:: Data to process ::
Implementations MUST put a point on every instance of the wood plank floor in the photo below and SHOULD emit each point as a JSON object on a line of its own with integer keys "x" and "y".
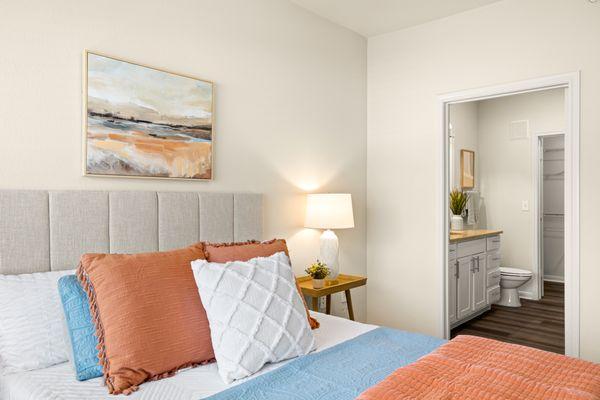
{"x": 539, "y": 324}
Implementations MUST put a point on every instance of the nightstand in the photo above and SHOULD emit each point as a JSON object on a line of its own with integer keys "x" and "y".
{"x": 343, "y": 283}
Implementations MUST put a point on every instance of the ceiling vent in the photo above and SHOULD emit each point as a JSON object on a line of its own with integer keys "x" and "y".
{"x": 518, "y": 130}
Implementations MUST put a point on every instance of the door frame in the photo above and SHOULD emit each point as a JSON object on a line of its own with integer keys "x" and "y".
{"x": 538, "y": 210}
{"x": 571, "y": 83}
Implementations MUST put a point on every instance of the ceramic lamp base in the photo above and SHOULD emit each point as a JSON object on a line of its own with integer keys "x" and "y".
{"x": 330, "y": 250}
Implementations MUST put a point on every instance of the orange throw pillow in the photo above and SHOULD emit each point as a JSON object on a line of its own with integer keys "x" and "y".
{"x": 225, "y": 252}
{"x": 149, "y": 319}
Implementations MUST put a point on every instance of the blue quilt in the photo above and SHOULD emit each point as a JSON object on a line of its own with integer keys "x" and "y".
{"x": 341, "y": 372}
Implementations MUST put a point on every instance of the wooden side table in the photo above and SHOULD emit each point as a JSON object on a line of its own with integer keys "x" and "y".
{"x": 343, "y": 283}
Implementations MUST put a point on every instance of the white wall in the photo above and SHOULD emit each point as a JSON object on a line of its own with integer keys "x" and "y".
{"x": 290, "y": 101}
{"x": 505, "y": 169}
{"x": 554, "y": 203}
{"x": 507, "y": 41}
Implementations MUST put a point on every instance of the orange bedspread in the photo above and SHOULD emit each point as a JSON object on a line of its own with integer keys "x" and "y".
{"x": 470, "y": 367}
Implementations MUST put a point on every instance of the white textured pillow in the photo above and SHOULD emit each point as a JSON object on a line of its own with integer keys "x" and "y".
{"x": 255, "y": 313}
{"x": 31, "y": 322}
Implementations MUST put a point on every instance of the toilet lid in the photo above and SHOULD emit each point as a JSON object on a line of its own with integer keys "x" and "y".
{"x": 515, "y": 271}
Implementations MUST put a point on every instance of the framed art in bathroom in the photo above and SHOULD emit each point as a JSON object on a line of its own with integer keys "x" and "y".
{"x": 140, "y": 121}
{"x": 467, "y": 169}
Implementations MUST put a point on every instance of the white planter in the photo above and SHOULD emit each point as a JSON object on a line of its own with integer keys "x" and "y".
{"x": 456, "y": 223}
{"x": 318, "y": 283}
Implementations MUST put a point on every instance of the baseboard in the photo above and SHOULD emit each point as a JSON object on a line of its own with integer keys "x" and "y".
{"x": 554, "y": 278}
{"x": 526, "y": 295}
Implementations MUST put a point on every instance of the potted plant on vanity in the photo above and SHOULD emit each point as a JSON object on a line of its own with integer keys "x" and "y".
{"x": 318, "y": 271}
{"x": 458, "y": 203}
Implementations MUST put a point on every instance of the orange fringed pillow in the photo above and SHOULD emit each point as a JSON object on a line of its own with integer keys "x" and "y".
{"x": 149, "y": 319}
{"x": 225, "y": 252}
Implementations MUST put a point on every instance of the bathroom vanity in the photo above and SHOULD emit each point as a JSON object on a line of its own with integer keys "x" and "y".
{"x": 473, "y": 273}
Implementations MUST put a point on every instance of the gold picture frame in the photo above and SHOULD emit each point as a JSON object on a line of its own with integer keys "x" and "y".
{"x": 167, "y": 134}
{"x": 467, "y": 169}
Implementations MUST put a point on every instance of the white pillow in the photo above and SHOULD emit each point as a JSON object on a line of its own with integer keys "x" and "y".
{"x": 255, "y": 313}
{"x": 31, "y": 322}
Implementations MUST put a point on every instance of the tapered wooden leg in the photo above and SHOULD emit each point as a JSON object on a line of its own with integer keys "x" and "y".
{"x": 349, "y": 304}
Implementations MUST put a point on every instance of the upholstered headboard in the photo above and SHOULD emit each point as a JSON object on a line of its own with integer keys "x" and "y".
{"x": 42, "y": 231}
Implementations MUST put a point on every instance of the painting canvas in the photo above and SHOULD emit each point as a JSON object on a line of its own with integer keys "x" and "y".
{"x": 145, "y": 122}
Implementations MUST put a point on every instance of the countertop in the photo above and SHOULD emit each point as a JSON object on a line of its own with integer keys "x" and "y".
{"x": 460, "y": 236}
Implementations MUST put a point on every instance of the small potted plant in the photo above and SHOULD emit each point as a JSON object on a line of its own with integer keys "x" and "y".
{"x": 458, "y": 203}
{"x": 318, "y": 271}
:::
● Problem:
Recast every one of the records above as a two-column CSV with the header columns instruction and points and one row per record. Put each record's text and its answer in separate double-quoted fields, replace line breaks with spaces, and omit the pictures.

● Solved problem:
instruction,points
"Implementations MUST put a point on every instance of the wood plank floor in the photo below and SHOULD emit each point as a JSON object on a line of its own with integer keys ""x"" and ""y"".","{""x"": 539, ""y"": 324}"
"Implementations MUST put a point on every instance of the nightstand in the photo above and SHOULD emit each point as a JSON object on a line of its own with integer keys ""x"" and ""y"".","{""x"": 343, ""y"": 283}"
"Implementations MUST put a point on every instance of the ceiling vent in the photo above and SHOULD emit each point as a JSON object on a line of its own with integer keys ""x"" and ""y"".","{""x"": 518, ""y"": 130}"
"Implementations MUST put a point on every instance of the door frame in the photo above and SHOULD emit each point as a JSON object on a line of its own with integer keys ""x"" and ""y"".","{""x"": 538, ""y"": 210} {""x"": 571, ""y"": 83}"
"Implementations MUST put a point on every instance of the ceramic lamp base in the photo above and SHOULD emit each point as a JSON object on a line of its own with integer keys ""x"" and ""y"".","{""x"": 330, ""y"": 250}"
"Implementations MUST put a point on every instance of the orange throw pillow in the photo above and SHOULD emit each point as a JSON object on a line of its own with integer keys ""x"" and ""y"".","{""x"": 225, ""y"": 252} {""x"": 149, ""y"": 319}"
"Implementations MUST put a point on every instance of the blue quilt in the photo above and SHOULD emit each point as a JSON object on a line of its own with integer keys ""x"" and ""y"".","{""x"": 341, ""y"": 372}"
"Implementations MUST put a point on every instance of the wooden side table in the photo above and SHOULD emit each point as a JSON object on a line of its own with integer keys ""x"" and ""y"".","{""x"": 343, ""y"": 283}"
"Implementations MUST put a point on every instance of the white wall in the photo above and SHOULD emit each point as a JSON object on a line of its own with integer keys ""x"" and ""y"".","{""x"": 290, ""y"": 101} {""x"": 505, ""y"": 169} {""x"": 554, ""y"": 203} {""x"": 507, ""y"": 41}"
"Implementations MUST put a point on every instance of the orange bedspread in the photo above and SHOULD emit each point as a JSON object on a line of its own with integer keys ""x"" and ""y"".","{""x"": 470, ""y"": 367}"
"Implementations MUST put a point on every instance of the white textured pillow in the photo above and SHOULD emit each point as a JSON object on a line of its own with integer keys ""x"" and ""y"".","{""x"": 255, ""y"": 313} {""x"": 31, ""y"": 322}"
"Implementations MUST put a point on every instance of the toilet lid in the photo above and SHOULD emit each point as a JSON object on a line of its own with integer keys ""x"" and ""y"".","{""x"": 515, ""y"": 271}"
"Implementations MUST put a point on every instance of the framed art in bathroom in the photo above and SHOULD emit each point as a JSON object on a line of its own with integer keys ""x"" and ""y"".","{""x"": 140, ""y"": 121} {""x"": 467, ""y"": 169}"
"Implementations MUST put a point on every instance of the white planter in the photo above and SHOULD emit each point as a JSON object on a line of its own with integer keys ""x"" and ""y"".","{""x"": 456, ""y"": 223} {""x"": 318, ""y"": 283}"
"Implementations MUST put a point on every instance of the baseboard in the photo above and SHOULD emit each point as a JSON object on a line of its own with integer keys ""x"" and ""y"".","{""x"": 554, ""y"": 278} {""x"": 526, ""y"": 295}"
"Implementations MUST put a point on every instance of the potted plant on vanity in the photo above and SHOULD emit each point as a JSON object on a line of its own with integer keys ""x"" and ""y"".","{""x"": 318, ""y"": 271} {""x"": 458, ""y"": 203}"
"Implementations MUST put a point on every instance of the orange fringed pillow in the photo above and SHOULD emit each point as a JSON object on a line of its own with integer keys ""x"" and ""y"".","{""x"": 149, ""y"": 319} {""x"": 225, ""y"": 252}"
"Implementations MUST put a point on every instance of the bathroom vanity in the photo above and SHOULD emit each point as a JSON object on a line of its own with integer keys ""x"" and ""y"".","{""x"": 473, ""y"": 273}"
"Implementations MUST put a point on every instance of the gold picture frame in the photo above and SHOULD emit each point as a JSON object on a line of its own with integer keys ""x"" and ""y"".","{""x"": 167, ""y"": 134} {""x"": 467, ""y"": 169}"
"Implementations MUST put a point on every instance of the white pillow in the photo above and SHOULD emit each point as a JSON object on a line of its own with integer keys ""x"" and ""y"".","{""x"": 255, ""y"": 313} {""x"": 31, ""y"": 322}"
"Implementations MUST put a point on every instance of the tapered wooden leg in the photo above and SHOULD emit each point as a JSON object on a line of its own with integer keys ""x"" and ""y"".","{""x"": 349, ""y"": 304}"
"Implementations MUST put a point on every instance of the upholstered headboard in the photo above and SHOULD emit each point as a JSON object on a line of its own with integer keys ""x"" and ""y"".","{""x"": 42, ""y"": 231}"
"Implementations MUST put a point on every instance of the painting canvas in the photo above and SHOULD emit each point as a JSON object on a line of its own with integer keys ""x"" and ""y"".","{""x"": 145, ""y"": 122}"
"Implementations MUST put a point on every instance of the countertop in the photo above and SHOULD emit each point as a JSON object on a line of its own with integer keys ""x"" and ""y"".","{""x"": 460, ""y"": 236}"
"Implementations MUST put a point on every instance of the small potted plant in the photo above and SHOULD emit each point as a JSON object on a line of its own with integer keys ""x"" and ""y"".","{""x"": 458, ""y"": 203} {""x"": 318, ""y"": 271}"